▸ TASK LIST:
[1] Set down the HONOLULU Magazine excerpt word for word from "Our thanks to" to "writers look like.".
[2] Carry the HONOLULU Magazine excerpt forward, starting after its final sentence.

BEGIN DOCUMENT EXTRACT

The biggest news? Roy’s has dethroned Alan Wong’s for Restaurant of the Year. Read more about this in executive editor Kathryn Drury Wagner’s feature. The full list of 94 winners is presented in a fold-out section that you can rip out of the magazine and take with you—it should come in handy when you and your dinner mates are wondering, “What do we feel like eating?”
HONOLULU Magazine’s other annual recap is named for food, but is really about delicious irony. That’s our Sour Poi Awards, in which senior writer Michael Keany pokes fun at the follies, foibles and foolishness of 2009. Overreaching public officials, kooky criminals, peacock homicide, it’s all here for your enjoyment.
Our thanks to Gelareh Khoie, one of the co-owners of the Chinatown lounge and art gallery, Thirtynine Hotel. They opened early one bright, November afternoon to let us have the run of the place as photographer Linny Morris took fresh headshots of the editorial team. You’ll see the results on our regular departments in this issue, such as Editor’s Page and Afterthoughts, and at honolulumagazine.com. It’s a visual age and people seem to like to know what our writers look like.
In hindsight, this was also a good experience for the editorial team. Not a week goes by that we aren’t sending photographers out into the city to shoot the subjects of our articles. We probably take it for granted that people set aside time to pose for photos for us, forgetting how long a great portrait can take, how odd the experience can be if you aren’t accustomed to being posed and art directed, or how intimidating it can be for those who are really nervous around cameras. We got a taste of our own magazine medicine that day, waiting as reflectors were positioned and light readings taken, then following directions to cross, and uncross our arms, stand, sit, look up and to the right, look straight ahead, smile more—more!—then look serious. It was fun and surreal at the same time.

END DOCUMENT EXTRACT
BEGIN GIVEN RECORDS

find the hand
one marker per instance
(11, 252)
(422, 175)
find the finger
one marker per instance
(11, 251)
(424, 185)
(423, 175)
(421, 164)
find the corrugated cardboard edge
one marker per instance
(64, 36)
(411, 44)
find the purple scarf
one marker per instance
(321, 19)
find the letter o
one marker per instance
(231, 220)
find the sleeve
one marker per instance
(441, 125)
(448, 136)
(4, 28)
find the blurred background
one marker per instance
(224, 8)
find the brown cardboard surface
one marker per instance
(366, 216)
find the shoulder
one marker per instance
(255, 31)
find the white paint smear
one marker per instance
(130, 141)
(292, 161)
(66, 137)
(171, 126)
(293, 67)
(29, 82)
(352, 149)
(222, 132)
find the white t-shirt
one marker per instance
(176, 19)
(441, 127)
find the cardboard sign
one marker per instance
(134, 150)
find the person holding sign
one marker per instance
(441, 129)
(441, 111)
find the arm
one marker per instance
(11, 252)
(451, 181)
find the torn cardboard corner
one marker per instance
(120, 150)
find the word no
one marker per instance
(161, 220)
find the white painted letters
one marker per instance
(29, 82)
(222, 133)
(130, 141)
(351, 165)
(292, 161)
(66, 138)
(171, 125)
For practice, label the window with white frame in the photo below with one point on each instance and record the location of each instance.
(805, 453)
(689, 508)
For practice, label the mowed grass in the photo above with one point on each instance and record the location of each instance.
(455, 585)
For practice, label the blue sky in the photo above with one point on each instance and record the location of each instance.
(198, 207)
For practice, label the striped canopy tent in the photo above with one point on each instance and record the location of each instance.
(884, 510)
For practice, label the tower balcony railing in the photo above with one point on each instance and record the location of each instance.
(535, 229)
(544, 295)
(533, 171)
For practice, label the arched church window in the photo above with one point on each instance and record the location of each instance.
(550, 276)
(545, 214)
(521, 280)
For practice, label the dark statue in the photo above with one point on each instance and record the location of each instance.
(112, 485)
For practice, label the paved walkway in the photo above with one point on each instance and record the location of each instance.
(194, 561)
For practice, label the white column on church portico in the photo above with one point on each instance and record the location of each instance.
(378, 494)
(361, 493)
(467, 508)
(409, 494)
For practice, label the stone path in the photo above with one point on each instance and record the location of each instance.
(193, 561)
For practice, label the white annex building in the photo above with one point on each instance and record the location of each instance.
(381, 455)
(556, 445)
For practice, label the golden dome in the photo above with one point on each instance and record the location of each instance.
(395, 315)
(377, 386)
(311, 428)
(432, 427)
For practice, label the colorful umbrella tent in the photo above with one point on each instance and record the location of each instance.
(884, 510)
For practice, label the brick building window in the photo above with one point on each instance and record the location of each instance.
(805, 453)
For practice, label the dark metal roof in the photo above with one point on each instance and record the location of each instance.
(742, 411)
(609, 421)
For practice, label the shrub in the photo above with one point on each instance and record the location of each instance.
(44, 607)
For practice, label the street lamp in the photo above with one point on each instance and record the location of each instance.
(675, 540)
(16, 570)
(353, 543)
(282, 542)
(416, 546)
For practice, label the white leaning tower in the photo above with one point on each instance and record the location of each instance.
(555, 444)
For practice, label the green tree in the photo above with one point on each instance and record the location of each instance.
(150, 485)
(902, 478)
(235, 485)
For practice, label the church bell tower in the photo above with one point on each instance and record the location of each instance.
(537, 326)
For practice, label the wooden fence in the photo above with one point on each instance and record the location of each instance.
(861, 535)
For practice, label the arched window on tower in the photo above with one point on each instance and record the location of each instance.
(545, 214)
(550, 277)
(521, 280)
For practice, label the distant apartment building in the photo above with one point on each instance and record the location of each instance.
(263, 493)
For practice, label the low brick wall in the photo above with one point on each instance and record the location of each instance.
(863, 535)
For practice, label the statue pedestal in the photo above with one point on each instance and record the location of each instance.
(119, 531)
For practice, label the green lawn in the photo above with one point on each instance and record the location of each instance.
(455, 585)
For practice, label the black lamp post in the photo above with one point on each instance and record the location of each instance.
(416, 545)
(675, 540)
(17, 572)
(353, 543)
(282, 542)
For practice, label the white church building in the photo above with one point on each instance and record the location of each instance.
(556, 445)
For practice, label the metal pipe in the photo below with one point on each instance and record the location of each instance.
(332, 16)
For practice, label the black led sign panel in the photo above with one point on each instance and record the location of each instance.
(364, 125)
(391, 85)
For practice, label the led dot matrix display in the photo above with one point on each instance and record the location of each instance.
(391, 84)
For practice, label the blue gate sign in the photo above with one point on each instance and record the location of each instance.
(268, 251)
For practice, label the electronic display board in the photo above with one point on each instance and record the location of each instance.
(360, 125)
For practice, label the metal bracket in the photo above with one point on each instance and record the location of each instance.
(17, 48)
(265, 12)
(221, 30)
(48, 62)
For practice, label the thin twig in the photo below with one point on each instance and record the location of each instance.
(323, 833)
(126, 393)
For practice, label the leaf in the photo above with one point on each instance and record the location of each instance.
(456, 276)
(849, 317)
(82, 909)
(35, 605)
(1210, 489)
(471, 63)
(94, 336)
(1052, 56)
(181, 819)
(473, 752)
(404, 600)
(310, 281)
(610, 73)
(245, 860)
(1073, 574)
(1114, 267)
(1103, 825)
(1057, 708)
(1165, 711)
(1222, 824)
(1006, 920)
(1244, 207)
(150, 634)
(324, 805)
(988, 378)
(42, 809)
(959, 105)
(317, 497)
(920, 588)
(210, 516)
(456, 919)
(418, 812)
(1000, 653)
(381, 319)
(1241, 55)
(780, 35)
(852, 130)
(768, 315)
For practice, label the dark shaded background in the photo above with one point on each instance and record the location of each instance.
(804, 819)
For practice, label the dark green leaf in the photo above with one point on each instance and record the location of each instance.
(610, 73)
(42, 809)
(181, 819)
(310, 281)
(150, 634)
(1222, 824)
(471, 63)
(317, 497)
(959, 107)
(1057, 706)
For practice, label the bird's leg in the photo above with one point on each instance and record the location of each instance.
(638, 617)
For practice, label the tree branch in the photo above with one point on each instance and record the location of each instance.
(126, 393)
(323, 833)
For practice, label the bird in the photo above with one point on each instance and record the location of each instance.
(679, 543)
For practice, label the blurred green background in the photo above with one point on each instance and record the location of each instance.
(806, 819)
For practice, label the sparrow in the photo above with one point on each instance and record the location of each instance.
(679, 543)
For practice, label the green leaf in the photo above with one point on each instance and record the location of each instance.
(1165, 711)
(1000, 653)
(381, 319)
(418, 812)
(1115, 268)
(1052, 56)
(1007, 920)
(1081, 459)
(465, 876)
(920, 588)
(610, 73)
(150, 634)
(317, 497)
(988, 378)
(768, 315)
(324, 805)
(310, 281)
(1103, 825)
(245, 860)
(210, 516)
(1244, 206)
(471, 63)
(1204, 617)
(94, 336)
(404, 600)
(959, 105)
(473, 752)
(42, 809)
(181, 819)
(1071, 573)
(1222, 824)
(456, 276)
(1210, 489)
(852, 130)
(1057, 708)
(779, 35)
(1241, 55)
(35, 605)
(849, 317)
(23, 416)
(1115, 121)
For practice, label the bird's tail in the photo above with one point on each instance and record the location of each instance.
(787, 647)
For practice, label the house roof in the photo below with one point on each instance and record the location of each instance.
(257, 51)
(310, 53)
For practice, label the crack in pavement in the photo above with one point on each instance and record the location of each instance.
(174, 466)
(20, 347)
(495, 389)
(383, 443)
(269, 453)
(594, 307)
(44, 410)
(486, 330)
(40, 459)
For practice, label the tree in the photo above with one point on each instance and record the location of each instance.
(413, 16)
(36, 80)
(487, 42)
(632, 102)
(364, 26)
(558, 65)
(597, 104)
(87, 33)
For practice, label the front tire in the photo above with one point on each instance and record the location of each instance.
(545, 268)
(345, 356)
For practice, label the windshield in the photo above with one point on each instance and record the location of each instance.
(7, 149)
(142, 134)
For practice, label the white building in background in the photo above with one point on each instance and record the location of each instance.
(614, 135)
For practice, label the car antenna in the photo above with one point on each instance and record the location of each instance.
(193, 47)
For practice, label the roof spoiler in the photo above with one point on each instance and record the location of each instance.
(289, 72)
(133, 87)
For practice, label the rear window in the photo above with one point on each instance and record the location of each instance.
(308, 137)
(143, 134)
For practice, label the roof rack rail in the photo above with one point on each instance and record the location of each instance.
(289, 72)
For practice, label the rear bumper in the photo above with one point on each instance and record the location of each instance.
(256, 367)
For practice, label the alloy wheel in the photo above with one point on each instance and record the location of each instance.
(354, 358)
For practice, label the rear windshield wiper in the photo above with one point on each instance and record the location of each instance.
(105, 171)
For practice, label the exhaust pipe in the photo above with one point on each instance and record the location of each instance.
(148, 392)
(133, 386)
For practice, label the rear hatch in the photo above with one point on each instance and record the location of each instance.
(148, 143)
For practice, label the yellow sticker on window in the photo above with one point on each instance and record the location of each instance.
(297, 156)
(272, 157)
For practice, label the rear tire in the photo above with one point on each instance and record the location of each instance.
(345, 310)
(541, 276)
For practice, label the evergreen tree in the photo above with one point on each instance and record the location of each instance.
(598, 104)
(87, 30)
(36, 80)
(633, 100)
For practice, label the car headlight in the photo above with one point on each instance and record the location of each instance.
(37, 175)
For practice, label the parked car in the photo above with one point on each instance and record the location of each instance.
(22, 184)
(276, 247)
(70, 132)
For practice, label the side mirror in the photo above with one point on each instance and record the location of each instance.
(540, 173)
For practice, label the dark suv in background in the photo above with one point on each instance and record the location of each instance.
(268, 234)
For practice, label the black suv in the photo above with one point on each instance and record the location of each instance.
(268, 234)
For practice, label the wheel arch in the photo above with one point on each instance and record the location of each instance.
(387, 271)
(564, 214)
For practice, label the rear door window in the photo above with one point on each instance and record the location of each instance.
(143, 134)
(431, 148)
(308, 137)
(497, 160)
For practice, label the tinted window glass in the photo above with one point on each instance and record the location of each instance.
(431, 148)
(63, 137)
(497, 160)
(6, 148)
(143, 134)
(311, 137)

END GIVEN RECORDS

▸ PER-TASK OUTPUTS:
[1]
Our thanks to Gelareh Khoie, one of the co-owners of the Chinatown lounge and art gallery, Thirtynine Hotel. They opened early one bright, November afternoon to let us have the run of the place as photographer Linny Morris took fresh headshots of the editorial team. You’ll see the results on our regular departments in this issue, such as Editor’s Page and Afterthoughts, and at honolulumagazine.com. It’s a visual age and people seem to like to know what our writers look like.

[2]
The experience also reminded me how hard professional photographers work. Photography has exploded with the advent of digital cameras, and seemingly everybody is publishing their photography online. (I just clicked over to photography Web site flickr.com and saw that it had received 4,665 uploads in the past minute.) Anyone with a decent camera can push the button, let the auto mode do all the work, and get a good shot.
But the great photos, the kind magazines strive to offer their readers, require the experience and expertise of people who live and breathe photography, who have the technical mastery to light the shot properly and the attention to detail to notice when a hair of the subject is out place, plus the artistic sensitivities to bring out emotion in the shot.
If I started thanking all our photographers by name here, I’d run out of space or forget someone. But maybe this observation will let our photographers know how much we appreciate them: I’ve never seen anything else in this work quite like the burst of excitement that runs through the office when we hear that the photos for a given assignment are in. Our art director, Kristin Lipman, calls us and we practically run to her desk to look at the images. “Ah!” we think. “Now we’ve got a magazine article!”